**Entries supplied:**
____________________

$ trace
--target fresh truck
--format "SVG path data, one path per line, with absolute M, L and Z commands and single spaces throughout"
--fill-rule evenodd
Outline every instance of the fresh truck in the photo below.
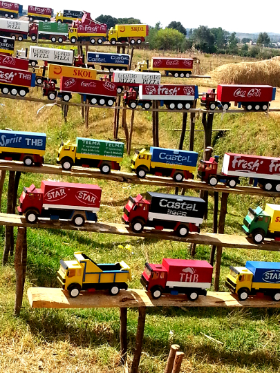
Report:
M 140 178 L 147 173 L 171 176 L 175 181 L 193 179 L 198 154 L 194 151 L 151 146 L 149 151 L 136 151 L 131 160 L 131 169 Z
M 124 262 L 97 264 L 82 251 L 74 253 L 75 260 L 60 260 L 57 282 L 71 298 L 81 290 L 106 290 L 112 296 L 120 289 L 127 289 L 131 280 L 130 267 Z
M 205 206 L 206 202 L 197 197 L 147 192 L 146 198 L 140 194 L 129 197 L 122 221 L 135 233 L 152 227 L 157 230 L 172 229 L 180 237 L 185 237 L 189 231 L 199 231 Z
M 239 177 L 249 178 L 254 186 L 259 185 L 265 191 L 280 192 L 280 158 L 226 153 L 222 173 L 218 173 L 218 157 L 211 157 L 209 161 L 200 160 L 198 177 L 212 186 L 218 182 L 234 188 Z
M 211 286 L 213 267 L 206 260 L 162 259 L 161 265 L 145 263 L 141 284 L 154 299 L 162 294 L 186 294 L 189 300 L 207 295 Z
M 24 187 L 17 210 L 27 222 L 39 217 L 71 220 L 77 226 L 86 220 L 96 222 L 100 207 L 101 188 L 97 185 L 43 180 L 41 187 Z
M 57 162 L 64 170 L 72 166 L 97 167 L 102 173 L 120 170 L 124 156 L 124 144 L 115 141 L 77 137 L 76 142 L 62 142 Z
M 258 293 L 280 300 L 280 263 L 273 262 L 246 262 L 245 267 L 230 267 L 225 285 L 239 300 Z
M 12 37 L 12 39 L 22 41 L 27 39 L 29 30 L 29 22 L 28 21 L 19 21 L 17 19 L 8 19 L 0 18 L 0 34 L 1 36 Z
M 0 130 L 0 158 L 39 166 L 44 163 L 46 140 L 46 133 Z
M 153 101 L 158 101 L 161 106 L 165 105 L 170 110 L 189 109 L 194 100 L 198 98 L 197 86 L 174 84 L 145 84 L 139 86 L 139 99 L 137 92 L 133 88 L 124 95 L 124 102 L 131 108 L 139 105 L 149 109 Z
M 122 53 L 102 53 L 99 52 L 88 52 L 86 63 L 88 66 L 95 68 L 99 65 L 103 70 L 107 68 L 110 73 L 114 70 L 128 70 L 130 56 Z
M 189 77 L 192 73 L 194 60 L 192 58 L 179 57 L 151 57 L 151 66 L 149 61 L 138 62 L 138 71 L 165 71 L 166 75 L 171 74 L 174 77 Z
M 242 229 L 256 244 L 261 243 L 265 237 L 279 241 L 280 205 L 267 203 L 264 210 L 260 206 L 255 209 L 250 207 Z
M 62 43 L 68 39 L 68 25 L 39 21 L 37 23 L 30 25 L 29 36 L 34 41 L 37 39 L 42 39 L 50 40 L 53 43 L 57 41 Z
M 207 109 L 227 110 L 230 102 L 248 111 L 265 111 L 275 99 L 276 88 L 271 86 L 249 84 L 218 84 L 216 89 L 203 93 L 200 104 Z
M 141 44 L 148 35 L 148 25 L 115 25 L 110 28 L 108 40 L 113 45 L 127 41 L 131 44 Z

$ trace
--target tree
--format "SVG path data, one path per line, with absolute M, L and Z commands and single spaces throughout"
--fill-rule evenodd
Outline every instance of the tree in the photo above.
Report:
M 170 22 L 170 23 L 168 25 L 167 28 L 174 28 L 174 30 L 178 30 L 179 32 L 181 32 L 184 35 L 187 35 L 187 30 L 180 22 L 172 21 L 172 22 Z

____________________

**Challenge:** Copy out everything from the start of the records down to the line containing "Outline every instance of the fresh", with that line included.

**Answer below:**
$ trace
--target fresh truck
--format "SVG path data, one path per line, with absolute M, L and Z commands and single spaces throughout"
--fill-rule evenodd
Outline every instance of the fresh truck in the photo below.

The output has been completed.